Write out the full listing again, exactly as it stands.

#### MATERIAL PROVIDED

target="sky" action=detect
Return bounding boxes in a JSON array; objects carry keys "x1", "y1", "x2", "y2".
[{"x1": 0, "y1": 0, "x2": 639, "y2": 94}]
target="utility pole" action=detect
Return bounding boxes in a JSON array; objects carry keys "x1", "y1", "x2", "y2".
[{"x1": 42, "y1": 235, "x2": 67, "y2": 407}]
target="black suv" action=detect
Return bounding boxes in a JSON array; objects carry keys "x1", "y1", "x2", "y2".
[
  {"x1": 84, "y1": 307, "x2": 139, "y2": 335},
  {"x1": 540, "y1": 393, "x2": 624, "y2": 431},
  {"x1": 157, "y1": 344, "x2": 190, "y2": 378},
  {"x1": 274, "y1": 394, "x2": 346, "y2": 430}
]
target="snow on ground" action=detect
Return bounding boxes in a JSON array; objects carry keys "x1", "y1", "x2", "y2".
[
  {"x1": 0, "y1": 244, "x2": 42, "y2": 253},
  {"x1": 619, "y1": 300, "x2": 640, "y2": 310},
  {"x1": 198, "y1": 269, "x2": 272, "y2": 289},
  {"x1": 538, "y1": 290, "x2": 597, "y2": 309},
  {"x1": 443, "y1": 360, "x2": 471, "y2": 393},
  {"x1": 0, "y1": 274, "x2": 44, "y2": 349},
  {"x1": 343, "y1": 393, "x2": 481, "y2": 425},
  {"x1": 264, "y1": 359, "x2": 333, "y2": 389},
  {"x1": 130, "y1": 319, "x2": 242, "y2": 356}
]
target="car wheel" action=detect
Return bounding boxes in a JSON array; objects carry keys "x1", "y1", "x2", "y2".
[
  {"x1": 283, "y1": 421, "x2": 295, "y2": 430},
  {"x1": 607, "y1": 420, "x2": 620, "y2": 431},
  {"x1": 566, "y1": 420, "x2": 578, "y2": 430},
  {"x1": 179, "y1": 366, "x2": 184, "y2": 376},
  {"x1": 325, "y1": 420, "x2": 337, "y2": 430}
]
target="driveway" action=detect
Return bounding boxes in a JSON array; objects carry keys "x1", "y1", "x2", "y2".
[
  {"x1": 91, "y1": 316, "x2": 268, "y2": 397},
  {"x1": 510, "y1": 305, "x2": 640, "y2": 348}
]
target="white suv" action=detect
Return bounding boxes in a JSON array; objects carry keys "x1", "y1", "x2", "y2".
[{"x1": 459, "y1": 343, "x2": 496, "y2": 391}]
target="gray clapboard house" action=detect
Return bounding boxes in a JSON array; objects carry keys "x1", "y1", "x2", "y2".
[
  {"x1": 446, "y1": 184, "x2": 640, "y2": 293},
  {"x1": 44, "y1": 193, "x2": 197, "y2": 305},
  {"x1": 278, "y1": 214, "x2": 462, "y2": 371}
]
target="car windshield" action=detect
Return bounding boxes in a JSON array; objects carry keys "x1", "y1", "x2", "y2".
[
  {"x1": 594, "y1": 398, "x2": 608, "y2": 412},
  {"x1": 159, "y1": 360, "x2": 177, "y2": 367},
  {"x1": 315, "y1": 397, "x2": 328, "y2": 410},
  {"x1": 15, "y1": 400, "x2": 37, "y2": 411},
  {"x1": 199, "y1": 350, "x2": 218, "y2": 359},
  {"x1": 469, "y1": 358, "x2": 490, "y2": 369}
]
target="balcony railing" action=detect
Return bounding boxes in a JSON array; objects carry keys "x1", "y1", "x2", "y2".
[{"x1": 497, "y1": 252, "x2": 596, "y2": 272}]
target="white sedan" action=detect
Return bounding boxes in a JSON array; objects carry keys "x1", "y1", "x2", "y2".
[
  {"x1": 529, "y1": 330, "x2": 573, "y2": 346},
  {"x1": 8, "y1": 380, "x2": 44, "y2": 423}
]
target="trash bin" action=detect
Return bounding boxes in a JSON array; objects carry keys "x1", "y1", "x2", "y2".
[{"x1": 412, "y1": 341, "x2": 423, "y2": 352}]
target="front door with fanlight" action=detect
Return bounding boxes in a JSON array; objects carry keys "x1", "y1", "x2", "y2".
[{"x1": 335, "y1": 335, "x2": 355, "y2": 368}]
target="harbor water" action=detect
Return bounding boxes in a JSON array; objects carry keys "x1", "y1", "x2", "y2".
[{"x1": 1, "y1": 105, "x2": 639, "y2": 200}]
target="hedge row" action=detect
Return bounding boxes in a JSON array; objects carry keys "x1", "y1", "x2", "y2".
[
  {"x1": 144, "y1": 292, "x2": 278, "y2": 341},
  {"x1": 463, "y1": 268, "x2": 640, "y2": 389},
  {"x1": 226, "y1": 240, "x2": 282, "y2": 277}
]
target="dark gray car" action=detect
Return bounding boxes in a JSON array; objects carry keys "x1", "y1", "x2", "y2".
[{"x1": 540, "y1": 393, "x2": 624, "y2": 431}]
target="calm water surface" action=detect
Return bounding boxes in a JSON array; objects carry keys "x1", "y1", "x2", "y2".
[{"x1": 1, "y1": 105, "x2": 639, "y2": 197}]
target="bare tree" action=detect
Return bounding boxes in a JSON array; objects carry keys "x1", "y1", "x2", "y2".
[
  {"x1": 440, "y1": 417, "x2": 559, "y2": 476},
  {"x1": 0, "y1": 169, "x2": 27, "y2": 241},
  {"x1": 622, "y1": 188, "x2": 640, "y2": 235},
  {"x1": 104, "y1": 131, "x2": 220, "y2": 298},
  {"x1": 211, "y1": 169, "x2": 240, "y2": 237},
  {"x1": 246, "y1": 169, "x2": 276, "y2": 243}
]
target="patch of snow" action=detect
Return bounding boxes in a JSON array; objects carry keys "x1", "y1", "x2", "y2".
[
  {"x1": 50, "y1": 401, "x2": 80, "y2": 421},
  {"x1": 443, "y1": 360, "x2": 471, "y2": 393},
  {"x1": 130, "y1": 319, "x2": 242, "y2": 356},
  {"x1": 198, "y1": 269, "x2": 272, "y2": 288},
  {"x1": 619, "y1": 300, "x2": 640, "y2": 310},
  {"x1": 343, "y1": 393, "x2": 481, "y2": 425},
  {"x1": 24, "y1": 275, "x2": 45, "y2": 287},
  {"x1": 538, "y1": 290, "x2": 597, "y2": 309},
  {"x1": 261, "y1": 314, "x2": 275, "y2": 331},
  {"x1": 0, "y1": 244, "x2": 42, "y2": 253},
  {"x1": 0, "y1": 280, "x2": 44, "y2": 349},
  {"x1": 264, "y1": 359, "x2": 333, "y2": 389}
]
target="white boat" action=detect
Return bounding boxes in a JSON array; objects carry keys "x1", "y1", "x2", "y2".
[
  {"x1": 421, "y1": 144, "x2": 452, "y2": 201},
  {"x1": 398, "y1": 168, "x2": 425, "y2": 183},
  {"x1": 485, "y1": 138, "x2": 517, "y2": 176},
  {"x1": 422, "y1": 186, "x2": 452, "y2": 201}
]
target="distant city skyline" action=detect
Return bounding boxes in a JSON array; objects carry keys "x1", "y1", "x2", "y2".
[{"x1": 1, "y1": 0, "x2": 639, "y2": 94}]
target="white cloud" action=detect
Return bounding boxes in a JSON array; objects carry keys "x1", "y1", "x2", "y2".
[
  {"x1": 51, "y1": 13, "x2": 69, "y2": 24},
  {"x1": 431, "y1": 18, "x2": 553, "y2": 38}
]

########

▶ [WRITTEN ANSWER]:
target="sky" action=detect
Return bounding boxes in a JSON array; objects carry keys "x1", "y1", "x2", "y2".
[{"x1": 0, "y1": 0, "x2": 639, "y2": 94}]
target="utility pole" action=detect
Return bounding boxes in a JSON array; objects carry keys "x1", "y1", "x2", "y2".
[{"x1": 42, "y1": 235, "x2": 67, "y2": 407}]
target="black suv" action=detect
Return bounding boxes in a JSON array; objects carry keys "x1", "y1", "x2", "y2".
[
  {"x1": 84, "y1": 307, "x2": 139, "y2": 335},
  {"x1": 540, "y1": 393, "x2": 624, "y2": 431},
  {"x1": 157, "y1": 344, "x2": 190, "y2": 378},
  {"x1": 274, "y1": 394, "x2": 346, "y2": 430}
]
target="snow on ground" action=detect
Return bounding boxes in a JSON array; objects carry keys "x1", "y1", "x2", "y2".
[
  {"x1": 0, "y1": 244, "x2": 42, "y2": 253},
  {"x1": 619, "y1": 300, "x2": 640, "y2": 310},
  {"x1": 198, "y1": 269, "x2": 272, "y2": 289},
  {"x1": 538, "y1": 290, "x2": 597, "y2": 309},
  {"x1": 443, "y1": 360, "x2": 471, "y2": 393},
  {"x1": 0, "y1": 274, "x2": 44, "y2": 349},
  {"x1": 343, "y1": 393, "x2": 481, "y2": 425},
  {"x1": 264, "y1": 359, "x2": 333, "y2": 389},
  {"x1": 130, "y1": 319, "x2": 242, "y2": 356}
]
target="car wheel" action=detect
Return bounding boxes in a JSON array; objects carry keys "x1", "y1", "x2", "y2".
[
  {"x1": 283, "y1": 421, "x2": 295, "y2": 430},
  {"x1": 607, "y1": 420, "x2": 620, "y2": 431},
  {"x1": 566, "y1": 420, "x2": 578, "y2": 430},
  {"x1": 179, "y1": 366, "x2": 184, "y2": 376},
  {"x1": 325, "y1": 420, "x2": 337, "y2": 430}
]
target="driveway" action=detect
Return bounding boxes in a JSON array; objects carry keys "x1", "y1", "x2", "y2".
[
  {"x1": 91, "y1": 316, "x2": 268, "y2": 397},
  {"x1": 510, "y1": 305, "x2": 640, "y2": 348}
]
target="white suv" action=detect
Return bounding boxes in a JSON array; objects carry keys "x1", "y1", "x2", "y2".
[{"x1": 459, "y1": 343, "x2": 496, "y2": 391}]
target="gray clapboard house" action=detect
Return bounding boxes in a JSON array; objects carry keys "x1", "y1", "x2", "y2".
[
  {"x1": 446, "y1": 184, "x2": 640, "y2": 293},
  {"x1": 44, "y1": 193, "x2": 197, "y2": 305},
  {"x1": 278, "y1": 214, "x2": 462, "y2": 371}
]
target="car windshield" action=detect
Return bounding boxes in a JSON array; objects carry keys "x1", "y1", "x2", "y2".
[
  {"x1": 594, "y1": 398, "x2": 608, "y2": 412},
  {"x1": 159, "y1": 360, "x2": 177, "y2": 367},
  {"x1": 315, "y1": 397, "x2": 328, "y2": 410},
  {"x1": 15, "y1": 400, "x2": 37, "y2": 411},
  {"x1": 199, "y1": 350, "x2": 218, "y2": 359},
  {"x1": 469, "y1": 358, "x2": 490, "y2": 369}
]
target="balcony railing" action=detect
Return bounding boxes in a JSON array; objects carry keys "x1", "y1", "x2", "y2".
[{"x1": 497, "y1": 252, "x2": 596, "y2": 272}]
target="white sedan" action=detect
Return bounding boxes in a JSON array; objects carry keys "x1", "y1", "x2", "y2".
[
  {"x1": 529, "y1": 330, "x2": 573, "y2": 346},
  {"x1": 8, "y1": 380, "x2": 44, "y2": 423}
]
target="trash bin" action=detect
Return bounding boxes in a JSON array; objects carry keys "x1", "y1", "x2", "y2".
[{"x1": 412, "y1": 341, "x2": 423, "y2": 352}]
target="front door with fanlight" action=detect
Return bounding boxes in a JSON array; objects carry keys "x1", "y1", "x2", "y2".
[{"x1": 335, "y1": 335, "x2": 355, "y2": 368}]
target="harbor water" action=detect
Return bounding boxes in a JSON array; objects carry keys "x1", "y1", "x2", "y2".
[{"x1": 1, "y1": 105, "x2": 639, "y2": 200}]
target="hedge row" action=detect
Return bounding boxes in a JSON array; objects carry keys "x1", "y1", "x2", "y2".
[
  {"x1": 144, "y1": 292, "x2": 278, "y2": 341},
  {"x1": 463, "y1": 268, "x2": 640, "y2": 389},
  {"x1": 226, "y1": 240, "x2": 282, "y2": 277}
]
target="dark gray car" action=detect
Return bounding boxes in a JSON array; objects carry keys "x1", "y1", "x2", "y2".
[{"x1": 540, "y1": 393, "x2": 624, "y2": 431}]
target="calm water surface" action=detect
Return bounding boxes in a JSON array; objects carry keys "x1", "y1", "x2", "y2".
[{"x1": 1, "y1": 105, "x2": 639, "y2": 197}]
target="bare tree" action=detect
Return bounding boxes in a JSON array; objects carry keys "x1", "y1", "x2", "y2".
[
  {"x1": 440, "y1": 417, "x2": 559, "y2": 476},
  {"x1": 0, "y1": 169, "x2": 27, "y2": 241},
  {"x1": 622, "y1": 188, "x2": 640, "y2": 235},
  {"x1": 104, "y1": 131, "x2": 220, "y2": 298},
  {"x1": 211, "y1": 169, "x2": 240, "y2": 237},
  {"x1": 246, "y1": 169, "x2": 276, "y2": 243}
]
target="patch of snow" action=detect
Return bounding boxes in a JSON array; objects carry keys "x1", "y1", "x2", "y2".
[
  {"x1": 50, "y1": 401, "x2": 80, "y2": 421},
  {"x1": 443, "y1": 360, "x2": 471, "y2": 393},
  {"x1": 130, "y1": 319, "x2": 242, "y2": 356},
  {"x1": 198, "y1": 269, "x2": 272, "y2": 288},
  {"x1": 619, "y1": 300, "x2": 640, "y2": 310},
  {"x1": 343, "y1": 393, "x2": 481, "y2": 425},
  {"x1": 24, "y1": 275, "x2": 45, "y2": 287},
  {"x1": 538, "y1": 290, "x2": 597, "y2": 309},
  {"x1": 261, "y1": 314, "x2": 275, "y2": 331},
  {"x1": 0, "y1": 244, "x2": 42, "y2": 253},
  {"x1": 0, "y1": 280, "x2": 44, "y2": 349},
  {"x1": 264, "y1": 359, "x2": 333, "y2": 389}
]
target="white boat" action=detect
Return bounding boxes in a JSON array; objects carry keys "x1", "y1", "x2", "y2".
[
  {"x1": 421, "y1": 144, "x2": 452, "y2": 201},
  {"x1": 398, "y1": 168, "x2": 425, "y2": 183},
  {"x1": 485, "y1": 138, "x2": 517, "y2": 176},
  {"x1": 422, "y1": 186, "x2": 452, "y2": 201}
]
target="distant city skyline" action=detect
Return bounding boxes in a JSON array; objects carry keys "x1", "y1", "x2", "y2".
[{"x1": 1, "y1": 0, "x2": 639, "y2": 94}]
target="white cloud" action=detect
Return bounding boxes in a JSON array; objects carry keys "x1", "y1", "x2", "y2".
[
  {"x1": 51, "y1": 13, "x2": 69, "y2": 24},
  {"x1": 431, "y1": 18, "x2": 553, "y2": 38}
]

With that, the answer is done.